Could you lay out every line from the start of the items through the line containing "7,272,320,328" as a numbered list, leaving out any blank lines?

======== INPUT ROWS ========

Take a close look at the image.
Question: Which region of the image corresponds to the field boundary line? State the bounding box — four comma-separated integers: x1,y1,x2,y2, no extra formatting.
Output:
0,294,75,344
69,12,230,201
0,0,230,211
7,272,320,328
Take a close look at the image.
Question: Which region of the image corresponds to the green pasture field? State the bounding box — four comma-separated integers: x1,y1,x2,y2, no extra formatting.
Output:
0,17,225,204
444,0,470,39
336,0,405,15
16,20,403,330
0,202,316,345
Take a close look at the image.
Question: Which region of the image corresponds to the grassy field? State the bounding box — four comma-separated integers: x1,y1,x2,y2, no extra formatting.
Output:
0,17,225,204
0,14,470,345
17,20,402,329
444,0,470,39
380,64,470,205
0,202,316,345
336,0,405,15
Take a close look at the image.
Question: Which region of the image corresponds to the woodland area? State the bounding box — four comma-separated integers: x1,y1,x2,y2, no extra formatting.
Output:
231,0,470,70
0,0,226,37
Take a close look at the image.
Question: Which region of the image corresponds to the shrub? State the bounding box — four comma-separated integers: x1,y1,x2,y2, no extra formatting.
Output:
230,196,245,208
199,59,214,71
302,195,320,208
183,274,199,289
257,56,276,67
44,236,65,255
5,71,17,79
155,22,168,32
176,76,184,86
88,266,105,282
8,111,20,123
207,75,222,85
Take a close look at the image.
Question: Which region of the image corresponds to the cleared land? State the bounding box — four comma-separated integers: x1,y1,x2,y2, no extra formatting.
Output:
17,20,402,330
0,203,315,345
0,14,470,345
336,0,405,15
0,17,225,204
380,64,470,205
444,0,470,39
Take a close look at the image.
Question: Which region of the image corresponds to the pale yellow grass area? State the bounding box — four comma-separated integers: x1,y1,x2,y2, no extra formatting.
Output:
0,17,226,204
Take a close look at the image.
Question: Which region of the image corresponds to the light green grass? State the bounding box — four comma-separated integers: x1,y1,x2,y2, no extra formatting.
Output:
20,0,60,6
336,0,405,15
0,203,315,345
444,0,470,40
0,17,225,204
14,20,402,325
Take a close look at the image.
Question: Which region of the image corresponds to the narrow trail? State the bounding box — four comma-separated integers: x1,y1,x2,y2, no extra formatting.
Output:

========

■ TASK RESPONSE
1. Take a close look at the image.
2. Question: Which region of the image corresponds to the field boundary line? State the bounding box — four comma-separated integers: x1,y1,x2,y2, no extra formatting.
3. Output:
4. 0,294,75,344
5. 69,12,230,201
6. 0,0,230,211
7. 7,272,320,328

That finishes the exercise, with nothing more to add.